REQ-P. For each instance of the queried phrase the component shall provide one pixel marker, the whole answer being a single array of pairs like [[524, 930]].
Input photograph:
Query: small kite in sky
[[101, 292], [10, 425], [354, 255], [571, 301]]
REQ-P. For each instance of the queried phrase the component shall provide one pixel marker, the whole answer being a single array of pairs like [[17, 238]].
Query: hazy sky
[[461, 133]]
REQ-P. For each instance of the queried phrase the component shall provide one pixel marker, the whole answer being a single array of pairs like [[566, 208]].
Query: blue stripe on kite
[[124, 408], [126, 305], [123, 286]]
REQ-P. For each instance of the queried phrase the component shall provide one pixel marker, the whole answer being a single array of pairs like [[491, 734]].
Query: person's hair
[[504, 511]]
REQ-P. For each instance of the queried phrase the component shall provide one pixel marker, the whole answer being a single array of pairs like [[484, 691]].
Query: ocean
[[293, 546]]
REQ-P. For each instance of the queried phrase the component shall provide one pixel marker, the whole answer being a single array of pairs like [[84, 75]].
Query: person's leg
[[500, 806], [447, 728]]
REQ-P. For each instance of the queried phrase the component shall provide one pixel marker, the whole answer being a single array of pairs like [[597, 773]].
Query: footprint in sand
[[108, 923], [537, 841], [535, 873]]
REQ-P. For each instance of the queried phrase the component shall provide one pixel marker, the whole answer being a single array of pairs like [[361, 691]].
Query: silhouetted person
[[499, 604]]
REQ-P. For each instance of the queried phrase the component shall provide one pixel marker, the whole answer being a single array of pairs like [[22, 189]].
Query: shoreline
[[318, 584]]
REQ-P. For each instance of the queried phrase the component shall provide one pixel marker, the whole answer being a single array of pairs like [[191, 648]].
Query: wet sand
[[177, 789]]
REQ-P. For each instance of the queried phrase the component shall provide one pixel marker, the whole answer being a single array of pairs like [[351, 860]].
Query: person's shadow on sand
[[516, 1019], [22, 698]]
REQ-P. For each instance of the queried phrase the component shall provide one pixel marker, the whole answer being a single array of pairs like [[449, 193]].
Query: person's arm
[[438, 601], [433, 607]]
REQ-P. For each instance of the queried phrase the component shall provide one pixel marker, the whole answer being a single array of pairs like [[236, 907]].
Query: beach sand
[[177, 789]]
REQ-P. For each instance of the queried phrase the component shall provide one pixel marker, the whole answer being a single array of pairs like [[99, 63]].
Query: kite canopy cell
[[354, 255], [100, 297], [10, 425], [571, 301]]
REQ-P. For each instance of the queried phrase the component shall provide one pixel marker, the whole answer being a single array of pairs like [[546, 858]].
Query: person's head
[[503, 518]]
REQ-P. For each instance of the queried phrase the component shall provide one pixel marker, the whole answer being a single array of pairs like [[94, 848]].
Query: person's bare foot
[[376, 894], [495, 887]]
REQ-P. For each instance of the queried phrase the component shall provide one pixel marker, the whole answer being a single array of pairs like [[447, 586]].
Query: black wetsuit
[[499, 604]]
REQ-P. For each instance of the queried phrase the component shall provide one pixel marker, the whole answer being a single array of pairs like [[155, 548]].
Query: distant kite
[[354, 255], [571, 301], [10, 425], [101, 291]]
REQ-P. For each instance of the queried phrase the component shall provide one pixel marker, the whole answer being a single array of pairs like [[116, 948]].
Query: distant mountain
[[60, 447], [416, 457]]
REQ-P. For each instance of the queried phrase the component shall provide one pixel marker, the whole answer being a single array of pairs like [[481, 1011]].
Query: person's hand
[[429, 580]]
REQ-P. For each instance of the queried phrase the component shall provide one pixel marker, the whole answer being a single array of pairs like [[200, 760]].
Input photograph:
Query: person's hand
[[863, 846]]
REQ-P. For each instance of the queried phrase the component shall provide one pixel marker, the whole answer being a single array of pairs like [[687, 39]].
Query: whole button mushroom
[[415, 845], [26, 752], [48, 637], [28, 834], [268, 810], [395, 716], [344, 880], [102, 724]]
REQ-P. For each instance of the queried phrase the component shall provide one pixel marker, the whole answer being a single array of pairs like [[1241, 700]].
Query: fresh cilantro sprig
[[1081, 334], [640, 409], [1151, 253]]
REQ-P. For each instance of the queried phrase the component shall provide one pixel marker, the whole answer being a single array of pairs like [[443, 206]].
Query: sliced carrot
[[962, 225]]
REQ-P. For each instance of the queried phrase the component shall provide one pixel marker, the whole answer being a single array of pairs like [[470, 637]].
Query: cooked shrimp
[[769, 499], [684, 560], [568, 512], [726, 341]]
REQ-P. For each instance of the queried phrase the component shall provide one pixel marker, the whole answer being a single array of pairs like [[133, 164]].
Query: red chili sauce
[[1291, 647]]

* _Written exercise_
Could you copy, word for word, the part of the entries that opens with the line containing "like [[133, 164]]." and closes with the last line of the entries?

* _The output_
REQ-P. For each instance of the queried phrase the component shall provide one pixel marker, the whole answer being a single array of pairs like [[133, 164]].
Query: red chili sauce
[[1291, 647]]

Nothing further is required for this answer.